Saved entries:
--------------------------------

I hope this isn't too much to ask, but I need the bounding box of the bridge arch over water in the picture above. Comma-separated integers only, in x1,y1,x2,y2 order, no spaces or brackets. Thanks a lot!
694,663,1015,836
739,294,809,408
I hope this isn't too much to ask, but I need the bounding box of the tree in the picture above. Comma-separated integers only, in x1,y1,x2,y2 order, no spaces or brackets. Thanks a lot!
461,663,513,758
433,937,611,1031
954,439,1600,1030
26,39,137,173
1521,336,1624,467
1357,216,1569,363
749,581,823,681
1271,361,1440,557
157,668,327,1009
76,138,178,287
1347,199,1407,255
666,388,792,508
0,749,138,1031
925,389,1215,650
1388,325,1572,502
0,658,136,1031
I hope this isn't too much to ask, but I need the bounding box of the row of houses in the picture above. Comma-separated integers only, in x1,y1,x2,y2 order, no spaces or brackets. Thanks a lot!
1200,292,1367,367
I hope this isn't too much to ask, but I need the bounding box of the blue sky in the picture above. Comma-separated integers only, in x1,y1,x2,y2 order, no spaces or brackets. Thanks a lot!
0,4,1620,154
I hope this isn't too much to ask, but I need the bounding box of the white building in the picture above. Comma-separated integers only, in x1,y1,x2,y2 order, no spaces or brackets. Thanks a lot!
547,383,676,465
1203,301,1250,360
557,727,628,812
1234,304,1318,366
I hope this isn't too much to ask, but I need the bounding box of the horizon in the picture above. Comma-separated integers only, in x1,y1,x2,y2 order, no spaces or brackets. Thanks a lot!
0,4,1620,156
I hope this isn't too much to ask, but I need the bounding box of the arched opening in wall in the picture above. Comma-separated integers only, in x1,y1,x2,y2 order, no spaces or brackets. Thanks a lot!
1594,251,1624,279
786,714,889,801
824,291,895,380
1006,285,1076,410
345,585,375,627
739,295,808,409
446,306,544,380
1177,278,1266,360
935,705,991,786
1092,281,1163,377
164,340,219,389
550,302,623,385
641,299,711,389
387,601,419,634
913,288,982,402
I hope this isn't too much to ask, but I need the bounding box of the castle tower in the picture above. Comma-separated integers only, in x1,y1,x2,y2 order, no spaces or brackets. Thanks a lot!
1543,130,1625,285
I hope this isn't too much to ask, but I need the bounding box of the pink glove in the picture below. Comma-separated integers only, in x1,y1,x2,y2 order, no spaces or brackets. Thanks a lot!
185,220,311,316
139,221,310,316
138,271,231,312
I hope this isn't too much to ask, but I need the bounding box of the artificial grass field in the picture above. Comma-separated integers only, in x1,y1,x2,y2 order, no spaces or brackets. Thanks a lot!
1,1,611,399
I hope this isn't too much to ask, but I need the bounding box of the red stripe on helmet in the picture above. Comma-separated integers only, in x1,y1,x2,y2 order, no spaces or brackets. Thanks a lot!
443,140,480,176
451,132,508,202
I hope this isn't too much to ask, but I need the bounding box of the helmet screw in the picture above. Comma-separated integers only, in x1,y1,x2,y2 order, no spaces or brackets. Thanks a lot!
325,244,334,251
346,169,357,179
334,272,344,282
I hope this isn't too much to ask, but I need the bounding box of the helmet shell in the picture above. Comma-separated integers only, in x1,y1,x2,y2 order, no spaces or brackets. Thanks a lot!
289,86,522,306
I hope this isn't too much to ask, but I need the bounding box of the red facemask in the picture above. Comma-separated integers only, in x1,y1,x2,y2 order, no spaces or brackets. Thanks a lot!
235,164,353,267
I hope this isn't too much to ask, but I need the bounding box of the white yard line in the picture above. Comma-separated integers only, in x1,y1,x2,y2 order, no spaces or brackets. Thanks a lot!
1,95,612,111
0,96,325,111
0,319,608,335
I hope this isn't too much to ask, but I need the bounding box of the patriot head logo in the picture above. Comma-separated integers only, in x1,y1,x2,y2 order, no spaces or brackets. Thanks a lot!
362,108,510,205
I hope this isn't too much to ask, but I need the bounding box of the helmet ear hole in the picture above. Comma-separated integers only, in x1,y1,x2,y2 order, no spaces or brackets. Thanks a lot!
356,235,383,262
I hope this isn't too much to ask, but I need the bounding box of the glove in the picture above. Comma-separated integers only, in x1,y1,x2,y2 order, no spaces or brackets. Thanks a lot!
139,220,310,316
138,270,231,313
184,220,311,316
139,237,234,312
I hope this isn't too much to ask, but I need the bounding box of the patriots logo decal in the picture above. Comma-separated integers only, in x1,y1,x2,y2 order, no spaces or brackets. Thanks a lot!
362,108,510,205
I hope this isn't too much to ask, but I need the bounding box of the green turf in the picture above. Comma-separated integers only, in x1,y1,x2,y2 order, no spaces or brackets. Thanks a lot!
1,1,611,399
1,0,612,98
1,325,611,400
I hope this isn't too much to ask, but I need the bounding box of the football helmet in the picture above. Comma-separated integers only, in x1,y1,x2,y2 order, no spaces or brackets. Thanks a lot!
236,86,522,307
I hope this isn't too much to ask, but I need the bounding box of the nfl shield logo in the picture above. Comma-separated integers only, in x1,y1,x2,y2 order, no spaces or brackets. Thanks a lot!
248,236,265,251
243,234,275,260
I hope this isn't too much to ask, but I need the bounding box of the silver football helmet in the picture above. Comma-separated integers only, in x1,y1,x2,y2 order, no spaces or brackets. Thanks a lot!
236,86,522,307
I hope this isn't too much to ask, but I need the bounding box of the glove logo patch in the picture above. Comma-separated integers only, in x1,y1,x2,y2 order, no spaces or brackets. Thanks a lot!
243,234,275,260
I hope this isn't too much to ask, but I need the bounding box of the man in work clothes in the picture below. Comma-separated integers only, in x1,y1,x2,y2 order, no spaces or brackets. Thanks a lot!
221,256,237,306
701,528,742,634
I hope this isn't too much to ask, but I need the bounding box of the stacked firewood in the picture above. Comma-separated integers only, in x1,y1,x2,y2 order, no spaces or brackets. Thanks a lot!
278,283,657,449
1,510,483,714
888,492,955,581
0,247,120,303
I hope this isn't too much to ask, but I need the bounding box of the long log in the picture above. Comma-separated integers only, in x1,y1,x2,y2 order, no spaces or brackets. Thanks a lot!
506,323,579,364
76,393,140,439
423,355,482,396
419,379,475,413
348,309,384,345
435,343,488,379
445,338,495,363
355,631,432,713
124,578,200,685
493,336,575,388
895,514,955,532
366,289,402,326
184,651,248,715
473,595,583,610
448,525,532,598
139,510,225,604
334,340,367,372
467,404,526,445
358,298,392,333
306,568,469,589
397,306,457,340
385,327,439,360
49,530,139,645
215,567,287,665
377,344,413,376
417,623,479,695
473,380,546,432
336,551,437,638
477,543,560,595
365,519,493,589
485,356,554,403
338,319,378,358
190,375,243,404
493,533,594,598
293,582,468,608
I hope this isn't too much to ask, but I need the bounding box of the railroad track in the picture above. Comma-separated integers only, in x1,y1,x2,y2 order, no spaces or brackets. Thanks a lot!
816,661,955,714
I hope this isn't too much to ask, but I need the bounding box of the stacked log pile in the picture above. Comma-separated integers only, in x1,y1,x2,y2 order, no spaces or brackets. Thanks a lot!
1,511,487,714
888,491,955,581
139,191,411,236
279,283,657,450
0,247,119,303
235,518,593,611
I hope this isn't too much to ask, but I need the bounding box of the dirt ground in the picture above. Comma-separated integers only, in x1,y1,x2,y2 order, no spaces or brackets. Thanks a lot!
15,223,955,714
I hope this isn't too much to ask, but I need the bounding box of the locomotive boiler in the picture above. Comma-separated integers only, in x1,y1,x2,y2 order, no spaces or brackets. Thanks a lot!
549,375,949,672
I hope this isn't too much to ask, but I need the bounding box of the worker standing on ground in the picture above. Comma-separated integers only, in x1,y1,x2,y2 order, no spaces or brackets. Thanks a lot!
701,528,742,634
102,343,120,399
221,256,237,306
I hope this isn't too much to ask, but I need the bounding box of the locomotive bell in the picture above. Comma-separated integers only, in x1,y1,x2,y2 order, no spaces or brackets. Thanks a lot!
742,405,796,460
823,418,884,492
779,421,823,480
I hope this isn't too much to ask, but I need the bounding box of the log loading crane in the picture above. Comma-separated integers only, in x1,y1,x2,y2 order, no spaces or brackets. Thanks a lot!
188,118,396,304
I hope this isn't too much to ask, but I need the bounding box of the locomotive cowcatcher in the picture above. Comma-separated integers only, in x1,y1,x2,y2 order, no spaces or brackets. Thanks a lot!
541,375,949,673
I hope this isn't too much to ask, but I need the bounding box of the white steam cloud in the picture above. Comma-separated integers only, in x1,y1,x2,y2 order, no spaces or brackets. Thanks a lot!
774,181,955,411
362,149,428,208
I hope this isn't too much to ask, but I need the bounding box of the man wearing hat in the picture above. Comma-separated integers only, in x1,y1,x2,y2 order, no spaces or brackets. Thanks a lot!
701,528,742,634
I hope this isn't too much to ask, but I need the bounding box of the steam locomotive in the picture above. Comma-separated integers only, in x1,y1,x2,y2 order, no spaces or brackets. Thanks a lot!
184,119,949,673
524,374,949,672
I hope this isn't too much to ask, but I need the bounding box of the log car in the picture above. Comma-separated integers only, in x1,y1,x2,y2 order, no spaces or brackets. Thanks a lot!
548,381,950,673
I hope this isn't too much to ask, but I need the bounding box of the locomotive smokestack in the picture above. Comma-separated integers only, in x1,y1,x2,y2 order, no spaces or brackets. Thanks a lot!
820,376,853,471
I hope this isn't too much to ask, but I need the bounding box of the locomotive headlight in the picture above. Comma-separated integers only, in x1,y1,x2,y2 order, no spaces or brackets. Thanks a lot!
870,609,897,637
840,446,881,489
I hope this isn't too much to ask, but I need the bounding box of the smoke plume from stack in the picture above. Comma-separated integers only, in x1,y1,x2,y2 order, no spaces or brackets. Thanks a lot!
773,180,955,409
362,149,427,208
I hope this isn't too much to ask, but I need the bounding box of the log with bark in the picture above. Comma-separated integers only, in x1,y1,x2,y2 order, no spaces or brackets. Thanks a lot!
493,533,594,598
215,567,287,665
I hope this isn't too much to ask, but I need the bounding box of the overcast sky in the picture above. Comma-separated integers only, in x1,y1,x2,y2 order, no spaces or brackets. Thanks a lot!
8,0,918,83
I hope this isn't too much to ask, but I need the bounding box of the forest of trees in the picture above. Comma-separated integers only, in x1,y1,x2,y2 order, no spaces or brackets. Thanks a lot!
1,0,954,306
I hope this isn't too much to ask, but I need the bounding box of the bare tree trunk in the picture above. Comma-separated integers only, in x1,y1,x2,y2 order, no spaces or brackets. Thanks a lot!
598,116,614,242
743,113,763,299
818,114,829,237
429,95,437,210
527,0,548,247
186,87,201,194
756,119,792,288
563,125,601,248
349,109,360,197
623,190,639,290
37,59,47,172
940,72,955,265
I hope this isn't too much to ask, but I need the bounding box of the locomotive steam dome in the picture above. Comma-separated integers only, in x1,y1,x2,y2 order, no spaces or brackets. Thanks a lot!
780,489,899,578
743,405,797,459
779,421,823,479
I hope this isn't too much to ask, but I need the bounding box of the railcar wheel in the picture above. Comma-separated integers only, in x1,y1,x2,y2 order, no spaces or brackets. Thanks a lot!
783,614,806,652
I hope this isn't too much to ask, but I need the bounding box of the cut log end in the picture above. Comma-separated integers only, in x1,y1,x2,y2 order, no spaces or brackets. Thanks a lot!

--------------------------------

:: Work item ::
Print exactly the lines that run from the line containing "of the overcast" to the end of the data, both ends included.

:: Result ::
I hope this isn't too much to ask, but I need the bounding box of the overcast sky in the picture above. Comma-separated integers only, in x1,y1,x2,y2 order, no spaces or brackets. Thanks a lot!
8,0,918,83
I hope this isn't too much to ask, but I need the bounding box of the forest of trees in the picture above. Comma-separated integers only, in x1,y1,x2,y2 order, no spaces or brackets. Thanks a lot!
1,0,954,306
I hope this isn't too much to ask, but I need the bounding box of the bare tree trunk in the picture above. Comma-separated integers only, in x1,y1,x2,y2 order, no spaces or brackets. Thanks a lot!
598,116,614,242
743,113,763,299
818,114,829,237
429,95,437,210
527,0,548,247
186,87,201,194
756,119,792,288
563,125,601,248
349,109,360,197
623,190,639,290
37,59,47,172
940,72,955,265
I hope this isn't too much to ask, but I need the bounding box of the locomotive steam dome in the picture above. Comma-separated integers only, in x1,y1,x2,y2 order, no spaces or brackets. Thanks a lot!
780,489,899,578
743,405,797,459
779,421,823,479
I hope this isn't too much to ask, but I need the bounding box of the railcar wheel in the picture above. Comma-separated integers only, in x1,y1,x2,y2 order, no spaces or brackets. Thanks a lot!
783,614,806,652
I hope this isn't too much to ask, but I need the bounding box of the cut log end in the picture above. Comma-separated integers only, in x1,y1,x2,y2 order, no spaces or brackets. Thanks a lot!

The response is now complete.